# Items
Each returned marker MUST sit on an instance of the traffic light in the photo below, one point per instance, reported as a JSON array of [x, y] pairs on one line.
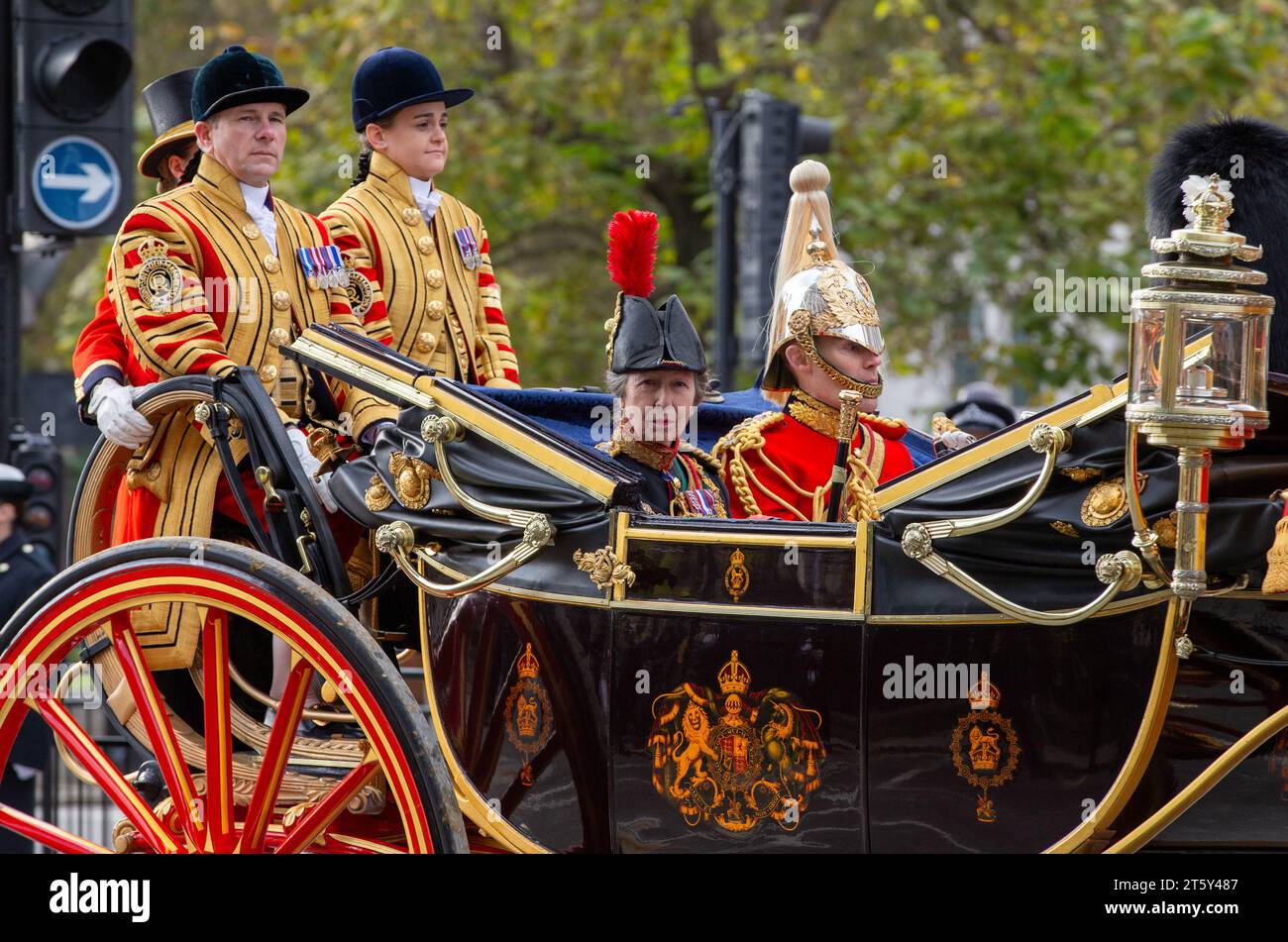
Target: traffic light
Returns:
[[43, 466], [72, 108]]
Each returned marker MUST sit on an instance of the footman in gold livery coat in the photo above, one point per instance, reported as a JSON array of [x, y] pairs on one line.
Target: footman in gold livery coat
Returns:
[[218, 274], [420, 273]]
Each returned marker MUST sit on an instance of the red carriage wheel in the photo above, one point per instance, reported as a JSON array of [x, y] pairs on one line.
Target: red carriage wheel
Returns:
[[211, 813]]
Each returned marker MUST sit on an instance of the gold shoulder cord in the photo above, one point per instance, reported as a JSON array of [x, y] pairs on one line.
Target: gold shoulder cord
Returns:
[[748, 437]]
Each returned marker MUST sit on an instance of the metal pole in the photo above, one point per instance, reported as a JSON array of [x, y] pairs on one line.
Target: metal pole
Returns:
[[11, 246]]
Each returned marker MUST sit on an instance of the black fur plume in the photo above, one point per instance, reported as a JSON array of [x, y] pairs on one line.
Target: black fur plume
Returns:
[[1260, 198]]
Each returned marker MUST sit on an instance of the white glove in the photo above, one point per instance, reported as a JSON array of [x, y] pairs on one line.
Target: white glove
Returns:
[[310, 465], [954, 439], [112, 407]]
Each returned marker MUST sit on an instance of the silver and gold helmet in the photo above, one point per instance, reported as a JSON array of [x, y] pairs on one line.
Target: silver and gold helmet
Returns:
[[824, 299]]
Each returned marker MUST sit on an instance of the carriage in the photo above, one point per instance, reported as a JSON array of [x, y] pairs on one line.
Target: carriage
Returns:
[[1000, 663]]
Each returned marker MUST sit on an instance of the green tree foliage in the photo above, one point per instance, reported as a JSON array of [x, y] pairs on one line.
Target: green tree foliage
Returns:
[[980, 145]]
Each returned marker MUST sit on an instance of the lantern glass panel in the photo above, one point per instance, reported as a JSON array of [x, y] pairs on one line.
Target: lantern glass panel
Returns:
[[1146, 366], [1222, 379]]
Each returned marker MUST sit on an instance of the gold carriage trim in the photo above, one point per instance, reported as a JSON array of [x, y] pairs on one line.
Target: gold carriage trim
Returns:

# What to do
Please rewrite the material between the lines holding "Each returned marker MUST sit on an instance of the footman" and "[[824, 299]]", inclusive, as a two-column CSV with the header columns input and output. Give one row for each text paired with its answer, putting each value in a single quoted field and replacing line breaks with spaces.

# Answer to the exercise
input,output
"Each returned marker MUST sit on an instance of the footman in gold livery coat in the photo above, one point per instance, reported as a JSON array of [x, y] pairs on one line. Target: footman in gold livery coat Returns:","[[218, 274], [420, 273]]"
"Each returned marker MUST sit on an instance of the red carriage wheel in the photo above, one point per instance, reported as a JSON array of [x, y] pairs on one line. Target: red carriage wheel Returns:","[[211, 813]]"
"Each returned marker MUST sit on an instance of the gold shoulder cord in the photo above, one point per instance, reported as a JSON array of [x, y] pairs on one line. Target: gold shoulder cord Returns:","[[748, 437]]"
"Each returned marker MUST sit on an instance of the metal pole in the photo above, one point per instance, reported as a JSON array of [x, y] pairs on one line. Target: metal pole Returns:","[[11, 246]]"
"Each returned marker MUST sit on an instance of the black fur plume in the photo above, one point per instance, reported as a JSON array of [x, y] pairs on one line. Target: black fur plume Returns:","[[1260, 198]]"
"Each returned marker MUST sit on an instance of the white glove in the photo above, one point per instance, reported as a JSON array of [x, y] pairs on one line. Target: white glove Returns:","[[310, 465], [954, 439], [112, 407]]"
"Each returned marker MUST sit on an instance of the silver and gold helmet in the photo above, one point per instance, reported as a JSON array of [x, y] pairs on one line. Target: silver and gold helmet Returns:","[[824, 299]]"